#### TEXT EXTRACT ####

# USCA Sieger Show 2013



## qbchottu

Event website: Sieger Show USA 2013
Dates: May 10, 11, and 12
Host Hotel and event venue: W4240 State Road 50, Lake Geneva, WI 53147

Bitework practice on Thurs / Performance tests and puppy classes (3-12mo) on Fri / young dog classes (12-24mo) and open class on Sat / working dog classes (24+ w/title), progeny and kennel groups, awards on Sun. 

Host hotel and first overflow hotel are full. Think there are 2 overflow hotels with rooms. LOTS of entries - will be a great show! Hope to see everyone there!


----------



## VTcoach

I just entered one of my puppies a few days ago, so I'll be making the long drive out.
Should be fun, no pressure with just a puppy. Be able to get caught up with some friends and of course counting on nice weather.


----------



## qbchottu

Awesome! Which class? Still on the fence about entering my little pup - she is a working girl so I'm wondering if I should throw caution to the wind and show her now or wait till she matures a little and has more training. People call me crazy for even considering it, but that's me  
I will show my older female in 24+ open class. Hope to see you there!


----------



## Liesje

Hey if you're going why not? With a little puppy it would just be a good experience. I showed Nikon at a Sieger Show when he was little mainly because I wanted to "hire" a certain person to handle him so I could meet her.


----------



## qbchottu

As probably the only working pup in her class, she will be under greater scrutiny - I don't want to present a goofy pup as she will be at a disadvantage. She has nice enough structure that with training, she will show well, and represent her lines well. She is too silly right now and has not had sufficient show work yet.

#### SUPPLIED MATERIAL ####

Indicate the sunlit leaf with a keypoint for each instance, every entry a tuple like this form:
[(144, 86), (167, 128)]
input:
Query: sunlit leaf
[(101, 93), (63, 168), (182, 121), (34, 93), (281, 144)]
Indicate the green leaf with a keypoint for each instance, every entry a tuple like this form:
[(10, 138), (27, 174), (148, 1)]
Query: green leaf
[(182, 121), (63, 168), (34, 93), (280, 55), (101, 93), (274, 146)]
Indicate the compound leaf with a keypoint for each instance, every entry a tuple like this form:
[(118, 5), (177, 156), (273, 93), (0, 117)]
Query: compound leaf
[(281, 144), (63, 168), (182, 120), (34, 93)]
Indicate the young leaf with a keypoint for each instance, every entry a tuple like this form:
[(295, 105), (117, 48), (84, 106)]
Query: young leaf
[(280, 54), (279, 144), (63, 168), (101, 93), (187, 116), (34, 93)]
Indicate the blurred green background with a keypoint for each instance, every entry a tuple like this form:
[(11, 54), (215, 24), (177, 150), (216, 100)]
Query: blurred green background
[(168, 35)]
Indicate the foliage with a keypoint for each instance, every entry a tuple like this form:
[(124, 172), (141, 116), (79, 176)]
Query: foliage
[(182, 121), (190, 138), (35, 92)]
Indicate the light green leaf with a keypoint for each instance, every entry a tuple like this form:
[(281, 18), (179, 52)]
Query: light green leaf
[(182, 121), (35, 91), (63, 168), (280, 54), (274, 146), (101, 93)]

####
#### SUPPLIED MATERIAL ####

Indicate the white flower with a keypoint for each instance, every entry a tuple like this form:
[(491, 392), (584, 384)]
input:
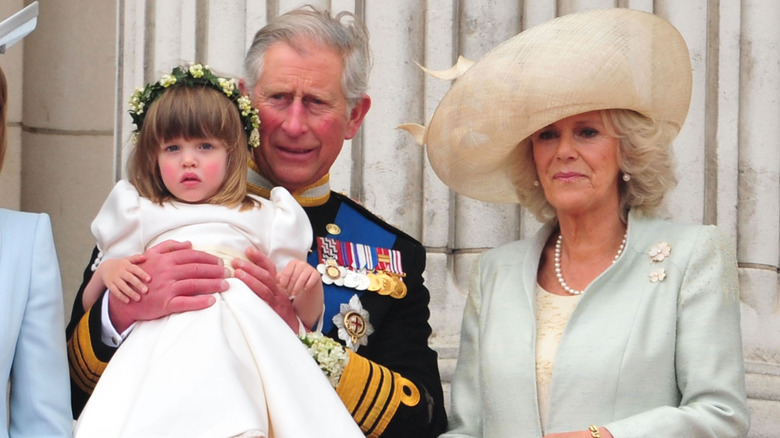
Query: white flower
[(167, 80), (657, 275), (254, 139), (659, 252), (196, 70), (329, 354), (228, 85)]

####

**REQUIRED WORK:**
A) In the records, shift every point coordinate in the answer lists by -143 and write the lines out again, requests included, starting at the line that has "Indicate the green" and stopping after the line that has "146), (101, 93)]". Leave the sample tuples in the requests as they are.
B) Write what comes next in the forum thread about the USCA Sieger Show 2013, picking up after its last post.
The forum thread and the records were taken from unrelated sources.

**EXPECTED ANSWERS:**
A)
Indicate the green leaf with a keypoint for each instance, every entry a tuple like this form:
[(10, 138), (27, 174), (148, 1)]
Query: green leaf
[(39, -22), (-80, 25), (-109, -50), (137, -88), (-42, -50), (131, 3)]
Indicate the compound leaf with a keypoint for each instance, every entry a tuple like this form:
[(118, 5), (177, 156), (273, 93), (0, 117)]
Query: compound leaf
[(138, 1), (-80, 25), (39, -23), (-109, -50)]
Indicate the young leaf with a keypoint for each instance, every entry a tuple like this form:
[(295, 105), (117, 48), (84, 106)]
Query: young leaf
[(137, -89), (136, 1), (-80, 25), (-42, -50), (44, -27), (-109, -50)]
Indicate the blurred green background with a keypoint for each instance, every entry a tuple like this form:
[(11, 54), (215, 24), (177, 150), (216, 100)]
Query: blurred green background
[(25, -108)]
Indicate the foliage with a keypoint for each instance, every entry a tuple like this form:
[(124, 172), (141, 116), (79, 176)]
Query: foliage
[(39, -22), (47, -5), (-108, -51)]
Indicate the light green leaf with a keypoint for each instance, every entry a tuple like this form:
[(281, 18), (179, 52)]
Query: light green leaf
[(39, -22), (-108, -52), (-80, 25), (137, -89), (131, 3), (-42, -50)]

B)
I just don't want to go there and present my pup poorly, or mar my breeder's name. I just wish I could get one smaller show with her (like OG Landheim or OG Carolina) before the SS, but all the deadlines fall well before the cut off for SS so I will have to enter now and will not get a chance to see how she does at a show before I have to enter for SS. I do not really want to show her at OG Carolina because she will still not be ready, but I want to see how she does at a bigger show. I am still having such a hard time deciding about the SS - half the time, I type in her info and then just click out when I have second thoughts


----------



## VTcoach

I will be entered in the 6-9 female class and will likely be our pups first show.
So not expecting to do great, just get some experience and have fun.


----------



## gsdlover91

Wow this is in Lake Geneva, Wisconsin?! Thats like thirty minutes from my house.


----------



## qbchottu

Come and say hello - will be a great show! 2 dogs entered!


----------



## gsdlover91

Never been to one, so I am definitely interested! Is the show free? Tried looking on the site. I didn't know puppies could do it, awww.


----------



## qbchottu

Yup - free! If you do bring your dog, I wouldn't have him out during the show.

Puppy class is very cute!! I have a 4 month old entered - she will be a a couple weeks shy of 6 months when she shows! She's a determined little puller and I think she'll stack herself by then


----------



## gsdlover91

qbchottu said:


> Yup - free! If you do bring your dog, I wouldn't have him out during the show.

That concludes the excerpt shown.